--- Supplied records ---
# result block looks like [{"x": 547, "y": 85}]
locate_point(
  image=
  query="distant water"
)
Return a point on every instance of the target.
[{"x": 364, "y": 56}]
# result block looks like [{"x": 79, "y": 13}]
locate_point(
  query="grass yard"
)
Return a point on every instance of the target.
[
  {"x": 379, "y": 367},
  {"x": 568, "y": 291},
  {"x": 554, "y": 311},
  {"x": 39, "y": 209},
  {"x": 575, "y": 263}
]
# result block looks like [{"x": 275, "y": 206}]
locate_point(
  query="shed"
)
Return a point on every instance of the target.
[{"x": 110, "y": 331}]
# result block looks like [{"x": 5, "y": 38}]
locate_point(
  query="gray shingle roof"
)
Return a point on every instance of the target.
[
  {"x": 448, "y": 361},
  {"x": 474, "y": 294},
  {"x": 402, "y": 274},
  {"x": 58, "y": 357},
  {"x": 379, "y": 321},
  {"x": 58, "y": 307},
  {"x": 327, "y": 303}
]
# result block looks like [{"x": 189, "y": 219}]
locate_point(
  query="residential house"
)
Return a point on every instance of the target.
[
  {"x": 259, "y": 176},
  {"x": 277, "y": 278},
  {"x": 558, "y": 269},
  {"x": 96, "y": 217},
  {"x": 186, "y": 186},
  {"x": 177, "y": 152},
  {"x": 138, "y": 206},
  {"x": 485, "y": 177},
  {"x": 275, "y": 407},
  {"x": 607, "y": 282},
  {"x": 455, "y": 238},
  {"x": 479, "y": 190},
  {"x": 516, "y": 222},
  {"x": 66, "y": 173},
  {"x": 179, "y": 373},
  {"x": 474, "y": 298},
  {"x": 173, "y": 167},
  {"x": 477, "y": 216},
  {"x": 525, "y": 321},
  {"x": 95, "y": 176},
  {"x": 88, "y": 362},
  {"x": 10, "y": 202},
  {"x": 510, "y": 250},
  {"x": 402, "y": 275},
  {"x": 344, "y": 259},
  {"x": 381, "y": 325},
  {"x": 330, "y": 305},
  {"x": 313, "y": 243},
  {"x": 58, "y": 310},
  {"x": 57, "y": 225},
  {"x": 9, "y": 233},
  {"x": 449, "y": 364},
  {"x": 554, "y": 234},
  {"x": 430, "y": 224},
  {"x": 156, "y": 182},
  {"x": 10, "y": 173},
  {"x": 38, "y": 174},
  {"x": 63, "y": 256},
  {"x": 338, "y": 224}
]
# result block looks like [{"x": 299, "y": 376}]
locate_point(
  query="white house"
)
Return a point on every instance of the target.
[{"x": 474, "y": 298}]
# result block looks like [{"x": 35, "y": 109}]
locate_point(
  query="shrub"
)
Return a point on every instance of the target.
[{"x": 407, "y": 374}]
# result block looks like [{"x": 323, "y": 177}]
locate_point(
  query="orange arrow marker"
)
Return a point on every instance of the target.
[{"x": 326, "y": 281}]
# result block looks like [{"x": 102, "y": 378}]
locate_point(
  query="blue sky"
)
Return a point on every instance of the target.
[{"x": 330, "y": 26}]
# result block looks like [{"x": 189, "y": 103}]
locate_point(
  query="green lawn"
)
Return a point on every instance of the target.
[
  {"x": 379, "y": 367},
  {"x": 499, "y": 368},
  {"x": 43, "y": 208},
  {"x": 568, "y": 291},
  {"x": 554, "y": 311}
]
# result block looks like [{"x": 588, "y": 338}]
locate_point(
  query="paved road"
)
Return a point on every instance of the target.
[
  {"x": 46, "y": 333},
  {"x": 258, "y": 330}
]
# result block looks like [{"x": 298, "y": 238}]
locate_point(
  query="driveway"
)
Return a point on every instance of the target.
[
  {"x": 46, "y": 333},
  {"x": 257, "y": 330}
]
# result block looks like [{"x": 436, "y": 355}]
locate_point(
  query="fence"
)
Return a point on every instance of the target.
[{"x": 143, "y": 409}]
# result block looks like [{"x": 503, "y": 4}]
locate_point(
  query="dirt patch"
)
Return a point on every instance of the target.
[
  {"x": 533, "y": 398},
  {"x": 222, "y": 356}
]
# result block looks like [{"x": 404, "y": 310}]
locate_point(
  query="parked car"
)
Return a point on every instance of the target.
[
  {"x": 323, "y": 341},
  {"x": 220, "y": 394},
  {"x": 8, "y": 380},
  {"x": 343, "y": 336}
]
---
Write out all of the records once more, exactly.

* _Solution for this task_:
# result block looks like [{"x": 547, "y": 85}]
locate_point(
  image=
  query="distant water"
)
Return a point on every instance of the target.
[{"x": 364, "y": 56}]
# result block looks like [{"x": 79, "y": 13}]
locate_point(
  query="grass yard"
)
Return a point on every instance of the target.
[
  {"x": 379, "y": 367},
  {"x": 568, "y": 291},
  {"x": 554, "y": 311},
  {"x": 39, "y": 209},
  {"x": 575, "y": 263}
]
# result block looks like [{"x": 275, "y": 206}]
locate_point(
  query="shed"
)
Return a point on every instance of the target.
[{"x": 110, "y": 331}]
# result block looks like [{"x": 5, "y": 38}]
locate_point(
  query="gray shingle roof"
)
Return a point on every instance of the target.
[
  {"x": 448, "y": 361},
  {"x": 474, "y": 294},
  {"x": 402, "y": 274},
  {"x": 58, "y": 357},
  {"x": 379, "y": 321},
  {"x": 58, "y": 307},
  {"x": 327, "y": 303}
]
# result block looks like [{"x": 189, "y": 219}]
locate_point(
  query="residential house"
)
Return a point on every instance of the target.
[
  {"x": 259, "y": 176},
  {"x": 277, "y": 278},
  {"x": 558, "y": 269},
  {"x": 96, "y": 217},
  {"x": 186, "y": 186},
  {"x": 177, "y": 152},
  {"x": 138, "y": 206},
  {"x": 485, "y": 177},
  {"x": 275, "y": 407},
  {"x": 607, "y": 282},
  {"x": 455, "y": 238},
  {"x": 479, "y": 190},
  {"x": 516, "y": 222},
  {"x": 66, "y": 173},
  {"x": 179, "y": 373},
  {"x": 474, "y": 298},
  {"x": 173, "y": 167},
  {"x": 477, "y": 216},
  {"x": 525, "y": 321},
  {"x": 95, "y": 176},
  {"x": 88, "y": 362},
  {"x": 10, "y": 202},
  {"x": 510, "y": 250},
  {"x": 402, "y": 275},
  {"x": 344, "y": 259},
  {"x": 381, "y": 325},
  {"x": 330, "y": 305},
  {"x": 313, "y": 243},
  {"x": 58, "y": 310},
  {"x": 57, "y": 225},
  {"x": 9, "y": 233},
  {"x": 449, "y": 364},
  {"x": 554, "y": 234},
  {"x": 430, "y": 224},
  {"x": 156, "y": 182},
  {"x": 10, "y": 173},
  {"x": 38, "y": 174},
  {"x": 63, "y": 256},
  {"x": 338, "y": 224}
]
# result block looks like [{"x": 299, "y": 376}]
locate_point(
  query="white house"
)
Return a point on every instance of the target.
[{"x": 474, "y": 298}]
# result block looks like [{"x": 35, "y": 109}]
locate_point(
  query="shrub"
)
Return a point on every instance of the target.
[{"x": 407, "y": 374}]
# result block looks like [{"x": 323, "y": 177}]
locate_point(
  query="orange arrow marker"
)
Return a point on every instance of the target.
[{"x": 326, "y": 281}]
# result block looks like [{"x": 102, "y": 378}]
locate_point(
  query="blue sky"
)
Return a point on every instance of the target.
[{"x": 330, "y": 26}]
# result block looks like [{"x": 189, "y": 103}]
locate_point(
  query="green lawn"
)
Return a point on every instance of the target.
[
  {"x": 379, "y": 367},
  {"x": 499, "y": 368},
  {"x": 43, "y": 208},
  {"x": 568, "y": 291},
  {"x": 554, "y": 311}
]
# result block looks like [{"x": 588, "y": 338}]
locate_point(
  query="paved road"
)
Return a point on every instance of the target.
[
  {"x": 46, "y": 333},
  {"x": 258, "y": 330}
]
# result block looks like [{"x": 298, "y": 238}]
locate_point(
  query="driveway"
)
Return a point on every instance of the target.
[
  {"x": 46, "y": 333},
  {"x": 257, "y": 330}
]
# result block looks like [{"x": 436, "y": 355}]
locate_point(
  query="fence"
)
Return a point on every instance of the target.
[{"x": 143, "y": 409}]
# result block looks like [{"x": 503, "y": 4}]
locate_point(
  query="dirt patch"
)
Return a point on every instance of the target.
[
  {"x": 533, "y": 398},
  {"x": 222, "y": 356}
]
# result block looks like [{"x": 404, "y": 310}]
locate_point(
  query="parked car"
)
Return a point on every instance of the target.
[
  {"x": 323, "y": 341},
  {"x": 220, "y": 394},
  {"x": 8, "y": 380},
  {"x": 343, "y": 336}
]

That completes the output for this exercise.